> _Task statement_
In the records below, find the line with "Ground baby's hair"; retype that line and all the following lines through the end, exactly, and add nothing.

::::

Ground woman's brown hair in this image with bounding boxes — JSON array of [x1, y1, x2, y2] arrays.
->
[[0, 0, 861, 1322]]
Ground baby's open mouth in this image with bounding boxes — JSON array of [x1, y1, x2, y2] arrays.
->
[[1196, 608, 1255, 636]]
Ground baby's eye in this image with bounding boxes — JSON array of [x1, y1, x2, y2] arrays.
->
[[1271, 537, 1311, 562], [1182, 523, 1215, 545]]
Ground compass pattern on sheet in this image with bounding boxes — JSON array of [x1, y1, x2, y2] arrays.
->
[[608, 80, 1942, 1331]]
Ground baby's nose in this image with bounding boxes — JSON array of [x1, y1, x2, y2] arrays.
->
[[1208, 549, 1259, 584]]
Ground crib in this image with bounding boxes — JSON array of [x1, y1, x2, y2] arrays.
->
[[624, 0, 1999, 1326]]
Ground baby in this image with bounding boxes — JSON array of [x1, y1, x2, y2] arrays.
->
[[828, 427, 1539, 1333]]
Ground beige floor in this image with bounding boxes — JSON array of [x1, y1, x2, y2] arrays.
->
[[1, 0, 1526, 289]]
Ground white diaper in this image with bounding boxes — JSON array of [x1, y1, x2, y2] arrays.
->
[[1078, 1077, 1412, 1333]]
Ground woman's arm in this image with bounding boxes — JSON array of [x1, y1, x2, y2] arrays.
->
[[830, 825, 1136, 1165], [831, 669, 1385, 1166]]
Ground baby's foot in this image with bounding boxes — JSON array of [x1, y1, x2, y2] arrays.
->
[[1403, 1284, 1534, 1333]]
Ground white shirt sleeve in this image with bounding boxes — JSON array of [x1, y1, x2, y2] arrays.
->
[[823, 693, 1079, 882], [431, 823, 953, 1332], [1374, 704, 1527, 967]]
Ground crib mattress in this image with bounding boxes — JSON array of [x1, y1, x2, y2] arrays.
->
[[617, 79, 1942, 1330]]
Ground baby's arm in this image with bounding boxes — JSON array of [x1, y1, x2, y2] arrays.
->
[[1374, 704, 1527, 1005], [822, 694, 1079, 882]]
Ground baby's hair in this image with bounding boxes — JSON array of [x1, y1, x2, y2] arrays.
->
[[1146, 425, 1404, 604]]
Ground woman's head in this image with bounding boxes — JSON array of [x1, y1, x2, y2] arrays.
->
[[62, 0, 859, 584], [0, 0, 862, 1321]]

::::

> _Result of this exercise_
Ground baby's hair in this image with bounding boxes — JSON array of [x1, y1, x2, y2] arrays.
->
[[1146, 425, 1404, 604]]
Ground woman's head in this image with bounding boxes — JSON array of [x1, y1, x2, y2] arrays.
->
[[62, 0, 859, 584], [0, 0, 862, 1321]]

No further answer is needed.